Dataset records
* Begin *
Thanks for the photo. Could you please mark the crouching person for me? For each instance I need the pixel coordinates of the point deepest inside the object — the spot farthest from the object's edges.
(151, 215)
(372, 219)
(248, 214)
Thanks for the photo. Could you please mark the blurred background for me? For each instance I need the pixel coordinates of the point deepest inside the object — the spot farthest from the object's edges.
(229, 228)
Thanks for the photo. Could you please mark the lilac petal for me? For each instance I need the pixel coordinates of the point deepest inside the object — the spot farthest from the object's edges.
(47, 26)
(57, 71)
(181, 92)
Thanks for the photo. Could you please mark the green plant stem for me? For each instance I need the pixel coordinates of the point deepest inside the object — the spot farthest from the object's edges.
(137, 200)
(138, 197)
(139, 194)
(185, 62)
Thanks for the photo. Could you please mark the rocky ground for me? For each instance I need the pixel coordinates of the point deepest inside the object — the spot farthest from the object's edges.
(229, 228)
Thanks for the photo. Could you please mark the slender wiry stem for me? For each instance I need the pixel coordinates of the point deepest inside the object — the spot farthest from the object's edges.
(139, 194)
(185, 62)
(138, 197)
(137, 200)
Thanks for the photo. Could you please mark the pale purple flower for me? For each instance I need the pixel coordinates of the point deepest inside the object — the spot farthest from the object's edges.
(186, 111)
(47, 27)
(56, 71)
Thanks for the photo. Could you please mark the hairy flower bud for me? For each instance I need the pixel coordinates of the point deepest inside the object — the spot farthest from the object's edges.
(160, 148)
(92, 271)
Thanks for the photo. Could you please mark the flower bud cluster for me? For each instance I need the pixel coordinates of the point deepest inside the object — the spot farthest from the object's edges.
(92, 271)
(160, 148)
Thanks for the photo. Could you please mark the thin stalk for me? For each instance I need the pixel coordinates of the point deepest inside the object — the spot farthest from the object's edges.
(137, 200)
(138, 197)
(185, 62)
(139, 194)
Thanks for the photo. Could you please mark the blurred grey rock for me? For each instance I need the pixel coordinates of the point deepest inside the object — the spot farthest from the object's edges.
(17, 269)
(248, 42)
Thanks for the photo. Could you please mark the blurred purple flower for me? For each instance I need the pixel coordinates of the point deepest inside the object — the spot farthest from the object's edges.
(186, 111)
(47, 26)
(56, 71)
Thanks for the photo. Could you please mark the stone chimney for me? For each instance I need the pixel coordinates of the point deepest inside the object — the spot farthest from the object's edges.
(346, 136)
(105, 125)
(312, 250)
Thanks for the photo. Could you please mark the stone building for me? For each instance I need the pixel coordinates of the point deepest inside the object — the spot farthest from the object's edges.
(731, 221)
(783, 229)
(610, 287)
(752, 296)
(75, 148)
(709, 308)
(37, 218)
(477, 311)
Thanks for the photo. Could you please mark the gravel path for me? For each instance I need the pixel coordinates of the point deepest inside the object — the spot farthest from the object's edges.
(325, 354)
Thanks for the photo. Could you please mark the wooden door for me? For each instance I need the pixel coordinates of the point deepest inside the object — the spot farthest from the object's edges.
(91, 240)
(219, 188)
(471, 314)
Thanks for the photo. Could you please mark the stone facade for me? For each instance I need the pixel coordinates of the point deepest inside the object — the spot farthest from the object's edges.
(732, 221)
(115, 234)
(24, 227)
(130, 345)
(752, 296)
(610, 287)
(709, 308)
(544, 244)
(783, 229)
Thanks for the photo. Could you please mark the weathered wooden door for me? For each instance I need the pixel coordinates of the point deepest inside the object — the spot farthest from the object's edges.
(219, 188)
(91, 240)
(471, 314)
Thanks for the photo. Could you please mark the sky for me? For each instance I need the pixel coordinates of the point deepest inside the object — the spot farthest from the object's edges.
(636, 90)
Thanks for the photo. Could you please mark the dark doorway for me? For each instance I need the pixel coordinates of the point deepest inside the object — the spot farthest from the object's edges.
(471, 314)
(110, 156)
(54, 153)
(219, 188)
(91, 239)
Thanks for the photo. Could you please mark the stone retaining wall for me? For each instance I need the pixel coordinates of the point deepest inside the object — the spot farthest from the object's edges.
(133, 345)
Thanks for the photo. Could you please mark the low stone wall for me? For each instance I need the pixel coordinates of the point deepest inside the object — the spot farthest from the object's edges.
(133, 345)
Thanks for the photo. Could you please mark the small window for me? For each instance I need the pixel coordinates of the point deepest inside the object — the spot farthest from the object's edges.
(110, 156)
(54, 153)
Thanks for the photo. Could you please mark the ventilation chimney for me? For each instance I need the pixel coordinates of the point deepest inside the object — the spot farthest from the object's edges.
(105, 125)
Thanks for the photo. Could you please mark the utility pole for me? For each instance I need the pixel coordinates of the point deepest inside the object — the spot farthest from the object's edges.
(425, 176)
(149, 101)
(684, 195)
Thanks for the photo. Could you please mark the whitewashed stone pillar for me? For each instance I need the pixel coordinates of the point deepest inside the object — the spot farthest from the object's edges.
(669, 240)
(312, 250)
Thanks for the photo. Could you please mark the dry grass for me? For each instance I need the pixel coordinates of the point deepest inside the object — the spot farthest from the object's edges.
* End *
• BRIEF
Set down the entries verbatim, leaving none out.

• REPLY
Thanks for the photo. Could you please mark the crouching person for me? For each instance I need the pixel coordinates of the point deepest inside the object — the spot farthest from the object's edges.
(151, 215)
(372, 219)
(248, 214)
Thanks for the photo. Could you please mark the blurred background for me? For each instance I need the pixel coordinates of the point deepest inside the object — the spot farthest from the object's edges.
(229, 228)
Thanks for the photo. Could you please mark the lilac petal for me? For each instance I need the pixel coordinates of the point deepest inside the object — the spot farthest from the object's edges.
(47, 26)
(57, 71)
(181, 92)
Thanks for the photo. Could you please mark the green plant stem for me? For each instance I need the pixel coordinates of the point deepest inside the object — the spot farthest from the object's edges.
(137, 200)
(138, 197)
(139, 194)
(185, 62)
Thanks for the photo. Could you please mark the rocky ground for me? For each instance I need the pixel coordinates of the point deepest inside the object — the spot farthest from the object's edges.
(229, 228)
Thanks for the photo. Could you please mark the slender wiry stem for me? For each instance I need the pixel coordinates of the point deepest inside the object — the spot farthest from the object's edges.
(139, 194)
(185, 62)
(138, 197)
(137, 200)
Thanks for the photo. Could you please mark the pale purple flower for me? For each instance I need the pixel coordinates of the point deepest inside the object — the spot farthest from the object's edges.
(186, 111)
(47, 27)
(56, 71)
Thanks for the photo. Could you please mark the hairy flower bud for me? For each instance I need the pixel coordinates of the point deepest inside the object — the spot farthest from the object's edges.
(160, 148)
(92, 271)
Thanks for the photo. Could you please mark the flower bud cluster for me? For each instance I need the pixel coordinates of the point deepest inside the object — the spot farthest from the object's edges.
(92, 271)
(160, 148)
Thanks for the photo. Could you please mark the thin stalk for me? For each instance I need the pixel coordinates of the point deepest inside the object — the spot farthest from the object's edges.
(137, 200)
(138, 197)
(185, 62)
(139, 194)
Thanks for the photo. Could you please mark the blurred grey rock for me? For each instance I need the pixel coordinates of the point deepest inside the object — the spot farthest from the object's edges.
(17, 269)
(248, 42)
Thanks for the photo. Could you please mark the blurred purple flower for me? For each instance I need the pixel coordinates of the point deepest inside the object — the spot farthest from the object's edges.
(186, 111)
(47, 26)
(56, 71)
Thanks for the photo. Could you please mark the stone chimney for me? For each instance I need the pixel coordinates of the point deepest inside the object — the spot farthest from the object's edges.
(346, 136)
(105, 125)
(312, 250)
Thanks for the photo. Could you please mark the stone building for me? For each instance I need the pixel coordinates of the point deepest inside the object — the spot farthest from the object's edges.
(731, 221)
(783, 229)
(610, 287)
(752, 296)
(75, 148)
(709, 308)
(37, 218)
(477, 311)
Thanks for the photo. Could you please mark the gravel path for me? For each instance I need the pixel coordinates of the point deepest inside the object — the spot farthest from the object's edges.
(325, 354)
Thanks for the photo. Could you please mark the wooden door for me? For each instance I need the pixel coordinates of the point deepest inside the object — the spot farthest from the object's edges.
(91, 240)
(219, 188)
(471, 314)
Thanks for the photo. Could you please mark the stone facade for me? For each instance I need the pixel coordinates of the point deepest inside the object — the spot farthest from the object's edges.
(732, 221)
(115, 234)
(24, 227)
(130, 345)
(752, 296)
(610, 287)
(709, 308)
(544, 244)
(783, 229)
Thanks for the photo. Could you please mark the weathered wooden door for me? For each instance I need the pixel coordinates of the point deepest inside the object — the spot farthest from the object's edges.
(219, 188)
(91, 240)
(471, 314)
Thanks for the photo. Could you please mark the sky for me? For each instance I need the pixel coordinates of the point deepest inside the object — the spot farthest from the object's edges.
(636, 90)
Thanks for the photo. Could you please mark the dark doorway for me? For each instance I need the pixel coordinates of the point deepest inside the object — the spot farthest from the object's edges.
(471, 314)
(110, 156)
(54, 153)
(219, 188)
(91, 239)
Thanks for the photo. Could you please mark the stone retaining wall for me? For each instance I need the pixel coordinates of the point deepest inside the object — the spot farthest from the object's edges.
(133, 345)
Thanks for the photo. Could you please mark the low stone wall for me? For each instance I need the pixel coordinates of the point deepest inside the object — the spot farthest from the object's edges.
(133, 345)
Thanks for the photo. Could you please mark the small window for me? For each instance I need the pixel coordinates of the point deepest inside the object — the spot farthest from the object's edges.
(110, 156)
(54, 153)
Thanks for the photo. Could you please mark the ventilation chimney for me? For each instance I need the pixel coordinates of the point deepest inside the object — the spot farthest from the object's edges.
(105, 125)
Thanks for the photo. Could you please mark the utility pole for me? For each instance I need the pixel coordinates of the point deepest inside the object — the spot farthest from the object's edges.
(425, 176)
(149, 101)
(684, 195)
Thanks for the photo. Could you please mark the whitewashed stone pillar for me? For each instance I need the pixel coordinates of the point deepest inside the object — the spot farthest from the object's edges.
(669, 240)
(312, 250)
Thanks for the photo. Could you please mark the dry grass for me? For each instance I need the pixel coordinates of the point deepest inside the object — the spot farthest from the object's edges.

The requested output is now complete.